[Region annotation items]
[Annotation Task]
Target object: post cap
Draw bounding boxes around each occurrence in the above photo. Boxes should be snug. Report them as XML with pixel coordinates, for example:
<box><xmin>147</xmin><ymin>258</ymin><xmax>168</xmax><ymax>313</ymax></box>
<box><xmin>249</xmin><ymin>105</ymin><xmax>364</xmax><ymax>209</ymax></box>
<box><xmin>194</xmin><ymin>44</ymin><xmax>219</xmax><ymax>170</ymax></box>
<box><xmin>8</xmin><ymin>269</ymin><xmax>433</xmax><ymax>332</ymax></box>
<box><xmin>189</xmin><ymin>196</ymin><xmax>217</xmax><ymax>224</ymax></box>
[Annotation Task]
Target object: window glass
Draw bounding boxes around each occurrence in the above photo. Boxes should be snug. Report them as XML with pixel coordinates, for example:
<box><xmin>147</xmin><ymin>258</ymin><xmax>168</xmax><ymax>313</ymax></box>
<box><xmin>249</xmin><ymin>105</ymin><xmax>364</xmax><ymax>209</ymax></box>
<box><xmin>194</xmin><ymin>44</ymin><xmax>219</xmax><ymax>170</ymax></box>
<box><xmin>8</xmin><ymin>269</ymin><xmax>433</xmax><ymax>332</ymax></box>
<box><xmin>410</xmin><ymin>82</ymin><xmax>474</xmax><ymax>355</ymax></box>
---
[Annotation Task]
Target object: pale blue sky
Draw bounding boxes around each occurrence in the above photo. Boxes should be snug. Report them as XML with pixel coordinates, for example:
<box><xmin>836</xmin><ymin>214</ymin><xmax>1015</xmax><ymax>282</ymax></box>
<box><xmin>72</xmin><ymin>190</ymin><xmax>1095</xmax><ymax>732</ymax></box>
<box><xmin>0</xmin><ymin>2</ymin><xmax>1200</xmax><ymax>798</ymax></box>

TASK BRIEF
Please count the lines in the items above that contain the word "Target", with case counting. Give only the number.

ANSWER TO THIS TASK
3